##### SOURCE EXCERPT

USRPT in Swimming: Training at Race Pace, Every Repetition

USRPT trains swimmers at exact race speed every repetition. Learn to calculate target pace, apply the failure rule, and integrate this method into your weekly plan.

USRPT trains swimmers at exact race speed every repetition. Learn to calculate target pace, apply the failure rule, and integrate this method into your weekly plan.
Most training sessions spread intensity across a spectrum: warm-up, aerobic sets, threshold blocks, cool-down. In a 4,000-metre practice, a swimmer may touch race speed for a few hundred metres at best. Ultra-Short Race-Pace Training — USRPT — challenges that logic directly. Train at the exact speed you want to race. Every single repetition.
First proposed by Professor Brent Rushall (San Diego State University) in 2011, USRPT applies the principle of specificity to its logical conclusion: the body adapts most precisely to the exact demands placed on it. If the goal is 60 seconds per 100 m, practice must include swimming at 60 seconds per 100 m.
A USRPT set consists of 20 to 50 short repetitions (usually 25–50 m) at target race velocity. Rest equals work time (1:1 ratio). Unlike traditional intervals, the coach does not set the rep count in advance. Swimmers continue until they miss the target pace.
After one missed rep:
This is not a penalty. It is the signal that the neuromuscular system has reached its productive limit for that session. Progress is measured by how many quality reps were completed before failure, not by total distance. Completing 32 reps before failure this week versus 24 last week is real, measurable improvement.

##########

§ **TASK REQUIREMENTS**:
**1.** The USRPT article says a swimmer aiming for 60 seconds per 100 m must swim at that speed in practice. In one to three sentences, explain why.
**2.** Please extend the USRPT article, picking up after its closing sentence about completing 32 reps versus 24.

##### SOURCE DATA

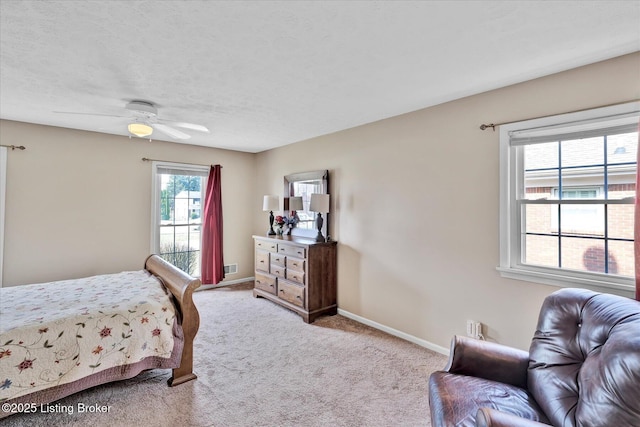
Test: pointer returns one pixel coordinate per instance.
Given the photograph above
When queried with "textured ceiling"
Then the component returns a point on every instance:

##########

§ **ANSWERS FOR THIS EXERCISE**:
**1.** USRPT carries the principle of specificity to its logical conclusion: the body adapts most precisely to the exact demands placed on it. A swimmer who wants to race at 60 seconds per 100 m must therefore train at 60 seconds per 100 m.

**2.**
| Criterion | USRPT | Traditional interval |
|---|---|---|
| Rep distance | 15–100 m | 50–400 m |
| Target intensity | Exact race pace | Near or sub-race pace |
| Rest period | = work time (1:1) | 2–4× work time |
| Rep count | Open-ended until failure | Fixed by coach |
| Failure concept | Essential to the method | Avoided |
| Best phase | Pre-competition (8–12 wks) | General preparation |
Pace calculation is precise. Take the goal race time, divide by event distance for per-metre pace, then multiply by repetition distance. Because USRPT is done from a push-off — not a dive — add 1–2 seconds per rep to account for the absence of the race dive advantage.
Worked examples
100 m freestyle, goal: 1:00
Race pace per 25 m (with dive): 15.0 s
Push-off correction (+1 s): target ~16 s per rep
Rest = work time → interval :32
Set: 20–40 × 25 m on :32, until 3 failures or 2 consecutive
200 m freestyle, goal: 2:00
Race pace per 50 m (with dive): 30.0 s
Push-off correction (+1 s): target ~31 s per rep
Rest = work time → interval 1:02
Set: 12–25 × 50 m on 1:02, until 3 failures or 2 consecutive
A 2024 review in Sports (Puce et al., PMC11358974) emphasises that pace targets must be individualised for each swimmer based on personal best times, never on group averages. A single pace target for an entire lane misses the point of the method.
USRPT has a growing body of single-session evidence. A 2023 study (PMC10537129) comparing USRPT to high-intensity interval training found that USRPT achieved higher swimming velocity on volume-equated sets. Lower blood lactate and faster recovery were consistently reported across multiple studies.
"USRPT sets are designed so that swimmers will experience failure before completing the maximum number of repetitions. This failure is not a flaw but a critical stimulus for performance enhancement."
— Rushall, B.S. — USRPT framework (Swimming Science Bulletin #47, SDSU, 2011)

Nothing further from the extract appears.